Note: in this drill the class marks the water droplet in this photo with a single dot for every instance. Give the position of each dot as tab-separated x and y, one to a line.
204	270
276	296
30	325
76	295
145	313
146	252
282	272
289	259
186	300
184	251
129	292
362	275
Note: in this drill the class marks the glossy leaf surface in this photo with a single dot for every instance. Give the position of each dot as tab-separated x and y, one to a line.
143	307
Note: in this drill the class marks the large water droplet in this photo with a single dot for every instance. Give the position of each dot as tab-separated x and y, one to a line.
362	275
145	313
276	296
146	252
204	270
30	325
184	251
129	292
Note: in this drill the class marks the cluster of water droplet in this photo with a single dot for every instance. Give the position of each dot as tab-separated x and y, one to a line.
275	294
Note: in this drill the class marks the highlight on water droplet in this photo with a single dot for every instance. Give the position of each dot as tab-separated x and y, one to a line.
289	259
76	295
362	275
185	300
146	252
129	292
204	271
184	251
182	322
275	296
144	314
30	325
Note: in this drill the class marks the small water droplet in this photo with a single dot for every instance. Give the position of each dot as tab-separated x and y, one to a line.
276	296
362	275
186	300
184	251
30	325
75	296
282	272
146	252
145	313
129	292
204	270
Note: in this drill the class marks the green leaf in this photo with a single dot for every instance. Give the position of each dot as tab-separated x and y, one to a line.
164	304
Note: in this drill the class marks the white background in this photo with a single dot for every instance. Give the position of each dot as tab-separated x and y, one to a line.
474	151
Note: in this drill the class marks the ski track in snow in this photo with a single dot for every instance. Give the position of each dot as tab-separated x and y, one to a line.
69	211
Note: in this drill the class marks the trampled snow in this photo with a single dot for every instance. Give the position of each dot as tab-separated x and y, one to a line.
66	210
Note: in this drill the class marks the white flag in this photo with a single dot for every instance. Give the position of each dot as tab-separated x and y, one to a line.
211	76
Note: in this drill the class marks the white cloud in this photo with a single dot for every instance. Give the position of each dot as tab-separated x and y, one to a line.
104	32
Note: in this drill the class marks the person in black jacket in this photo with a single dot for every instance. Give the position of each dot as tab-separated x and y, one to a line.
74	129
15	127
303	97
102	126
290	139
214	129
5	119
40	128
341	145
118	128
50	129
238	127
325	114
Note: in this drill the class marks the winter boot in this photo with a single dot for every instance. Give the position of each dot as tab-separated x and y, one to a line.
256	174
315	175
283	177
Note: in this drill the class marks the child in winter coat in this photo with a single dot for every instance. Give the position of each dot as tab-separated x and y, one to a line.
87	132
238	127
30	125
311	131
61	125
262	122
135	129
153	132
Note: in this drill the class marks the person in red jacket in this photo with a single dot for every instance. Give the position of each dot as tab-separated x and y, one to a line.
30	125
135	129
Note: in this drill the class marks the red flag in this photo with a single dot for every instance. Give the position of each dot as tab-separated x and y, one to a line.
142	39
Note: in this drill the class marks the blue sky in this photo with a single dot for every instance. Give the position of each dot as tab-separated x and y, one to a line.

───

TASK PROMPT: Could you retype every record above exactly as written?

REPLY TO THE EXERCISE:
Note: in this drill the class marks the water droplet in this photo with a single dot for every instance. Give the position of each dot as tab-separated x and y, one to a line.
204	270
276	296
30	325
76	295
145	313
146	252
282	272
289	259
186	300
184	251
129	292
362	275
Note: in this drill the class marks the glossy leaf surface in this photo with a single dot for every instance. Give the position of each dot as tab-separated x and y, one to a line.
143	307
Note: in this drill the class marks the large water droplet in this photo with a single dot for every instance. Give the position of each dot as tab-separated x and y, one to a line.
362	275
145	313
276	296
146	252
204	270
30	325
184	251
129	292
Note: in this drill the class marks the cluster of water droplet in this photo with a single dot for every instance. Give the position of each dot as tab-separated x and y, one to a line.
275	294
Note: in this drill the class marks the highlight on water droplet in this photo with a single dot for every instance. Give the position of each dot as tab-separated x and y, one to a line.
289	259
76	295
362	275
185	300
146	252
129	292
204	271
184	251
182	322
275	296
144	314
30	325
Note: in this drill the class marks the small water droplet in this photo with a single dot for every instance. Give the position of each dot as tab-separated x and y, one to a line.
276	296
362	275
186	300
184	251
30	325
75	296
282	272
146	252
145	313
129	292
204	270
Note: in this drill the class marks the green leaf in this photo with a single dot for every instance. Give the position of each dot as tab-separated x and y, one to a line.
164	304
Note: in this drill the class marks the white background in this photo with a single dot for every instance. Give the position of each dot as tab-separated x and y, one to a line.
474	151
Note: in this drill the class marks the ski track in snow in this photo with a single dot for every instance. Give the position of each dot as tab-separated x and y, one to a line.
69	211
Note: in this drill the class marks the trampled snow in this photo with a single dot for every instance. Give the position of each dot as tab-separated x and y, one to a line.
66	210
Note: in this drill the class marks the white flag in this photo with a single dot for every instance. Give the position of each dot as tab-separated x and y, one to a line.
211	76
Note: in this drill the class marks the white cloud in this photo with a single dot for every instance. Give the position of each dot as tab-separated x and y, one to a line.
104	32
Note: in this drill the class marks the person in black jacket in this photo with a single dot for every instance. Give the position of each dot as tab-separated x and y, one to a line.
74	129
15	127
303	97
102	126
290	139
214	129
5	119
40	128
341	145
118	128
50	129
238	127
325	114
Note: in this drill the class marks the winter boot in this photo with a single dot for every instance. Give the position of each dot as tab-separated x and y, one to a line.
256	174
315	175
283	177
Note: in this drill the class marks the child in winter coat in this photo with a single dot for every instance. Give the position of each dot as tab-separated x and y, one to a line.
87	132
238	127
30	125
311	131
61	125
262	122
135	129
153	132
Note: in this drill the class marks the person in red jacket in this photo with a single dot for every instance. Give the position of each dot as tab-separated x and y, one to a line.
30	125
135	129
Note: in this drill the class marks the red flag in this photo with a single dot for every instance. Give the position of each dot as tab-separated x and y, one to a line.
142	39
Note: in this drill the class marks the blue sky in this photo with a single dot for every instance. Give the position of each dot as tab-separated x and y, one to a line.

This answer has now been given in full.